# Task
Exactly and only the lines from the one containing "foliage with a marker in this photo?" through the close of the entries below are to be set down.
= = = =
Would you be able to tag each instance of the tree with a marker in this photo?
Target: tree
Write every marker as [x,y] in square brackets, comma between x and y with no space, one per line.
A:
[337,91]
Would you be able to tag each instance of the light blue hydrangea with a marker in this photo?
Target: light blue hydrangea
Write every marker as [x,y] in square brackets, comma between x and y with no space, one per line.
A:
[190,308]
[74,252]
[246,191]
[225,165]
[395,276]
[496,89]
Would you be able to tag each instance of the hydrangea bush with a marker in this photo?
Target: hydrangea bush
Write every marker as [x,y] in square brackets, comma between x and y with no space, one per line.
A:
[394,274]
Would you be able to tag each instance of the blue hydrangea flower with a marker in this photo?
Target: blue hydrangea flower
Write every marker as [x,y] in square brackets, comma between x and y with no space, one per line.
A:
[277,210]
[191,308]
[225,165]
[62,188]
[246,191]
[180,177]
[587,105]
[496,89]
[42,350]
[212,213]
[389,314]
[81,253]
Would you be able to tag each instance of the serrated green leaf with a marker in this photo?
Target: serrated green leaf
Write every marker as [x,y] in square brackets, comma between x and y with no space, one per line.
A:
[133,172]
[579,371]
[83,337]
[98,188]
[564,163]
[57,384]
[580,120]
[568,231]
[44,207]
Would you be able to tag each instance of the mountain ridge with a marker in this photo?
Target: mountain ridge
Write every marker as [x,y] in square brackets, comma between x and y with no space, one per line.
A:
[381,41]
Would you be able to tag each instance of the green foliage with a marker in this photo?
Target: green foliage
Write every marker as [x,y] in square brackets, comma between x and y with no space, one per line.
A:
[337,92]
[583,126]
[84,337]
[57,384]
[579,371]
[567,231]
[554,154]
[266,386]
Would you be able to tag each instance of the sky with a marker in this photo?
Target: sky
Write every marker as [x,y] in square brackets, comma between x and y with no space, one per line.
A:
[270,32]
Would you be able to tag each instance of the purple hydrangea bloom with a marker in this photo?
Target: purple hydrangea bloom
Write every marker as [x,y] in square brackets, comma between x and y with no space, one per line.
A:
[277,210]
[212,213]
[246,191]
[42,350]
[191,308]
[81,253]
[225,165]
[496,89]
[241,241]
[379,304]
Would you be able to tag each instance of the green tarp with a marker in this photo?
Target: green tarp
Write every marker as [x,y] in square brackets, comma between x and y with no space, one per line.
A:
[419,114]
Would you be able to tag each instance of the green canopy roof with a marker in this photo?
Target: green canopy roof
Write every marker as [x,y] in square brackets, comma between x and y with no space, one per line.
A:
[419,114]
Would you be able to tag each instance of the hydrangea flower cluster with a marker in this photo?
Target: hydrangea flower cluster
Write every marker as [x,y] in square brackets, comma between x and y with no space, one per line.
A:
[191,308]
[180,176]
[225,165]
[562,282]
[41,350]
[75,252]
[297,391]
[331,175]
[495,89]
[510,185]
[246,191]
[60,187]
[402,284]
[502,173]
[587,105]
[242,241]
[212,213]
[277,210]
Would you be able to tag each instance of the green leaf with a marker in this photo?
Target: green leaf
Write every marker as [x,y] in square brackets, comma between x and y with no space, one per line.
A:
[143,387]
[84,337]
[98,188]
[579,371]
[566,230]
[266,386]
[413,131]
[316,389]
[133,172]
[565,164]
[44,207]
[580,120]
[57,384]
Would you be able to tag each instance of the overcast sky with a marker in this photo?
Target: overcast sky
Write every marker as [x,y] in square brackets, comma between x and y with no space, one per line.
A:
= = = =
# Solution to the exercise
Would you be able to tag each instance of the green foliage with a marker in this photo?
Target: green foliage
Write every marker as [x,y] in square brackets, comma between x and y with no space, one per line.
A:
[337,92]
[583,126]
[84,337]
[57,384]
[579,371]
[567,231]
[554,154]
[266,386]
Would you be able to tag each instance of the sky with a marker in this photo?
Target: sky
Write every marker as [x,y] in square brackets, comma between x and y with no space, one per line.
A:
[270,32]
Would you be able to tag each instance of the purple hydrangea bloom with a marker in this photo?
Target: purple hydrangea bloom
Write every marker as [x,y] in square brackets, comma between x and y with no space, one per line.
A:
[277,210]
[212,213]
[246,191]
[42,350]
[191,308]
[81,253]
[225,165]
[496,89]
[241,241]
[379,304]
Would you be able to tag each instance of the green tarp with a marker in this photo?
Target: green tarp
Write every marker as [x,y] in square brackets, comma between x and y with no space, one per line.
A:
[419,114]
Would you be able to tag each instance of the green canopy roof with a marker in this photo?
Target: green canopy roof
Write every marker as [x,y] in square brackets, comma between x and y with no space, one per line.
A:
[419,114]
Would you be able to tag each instance of the hydrangea flower cluster with a marker in this photo?
Target: hydrangea flower cluster
Write every marker as [x,y] in square brackets, comma between x and y with no space, one per line.
A:
[191,308]
[180,176]
[225,165]
[562,282]
[41,350]
[75,252]
[297,391]
[331,175]
[495,89]
[510,185]
[246,191]
[60,187]
[402,284]
[502,173]
[587,105]
[242,241]
[212,213]
[277,210]
Would you be able to tag each instance of the green leaf with a marker in this photo?
Target: green leaf
Write every marker as [x,y] in square brackets, comma between x and y with no space, one per line.
A:
[143,387]
[84,337]
[98,188]
[579,371]
[566,230]
[266,386]
[413,131]
[316,389]
[133,172]
[565,164]
[44,207]
[580,120]
[57,384]
Would you be able to tag each instance of the overcast sky with a marker in this photo?
Target: overcast sky
Write every marker as [x,y] in square brackets, comma between x and y with no space, one per line.
A:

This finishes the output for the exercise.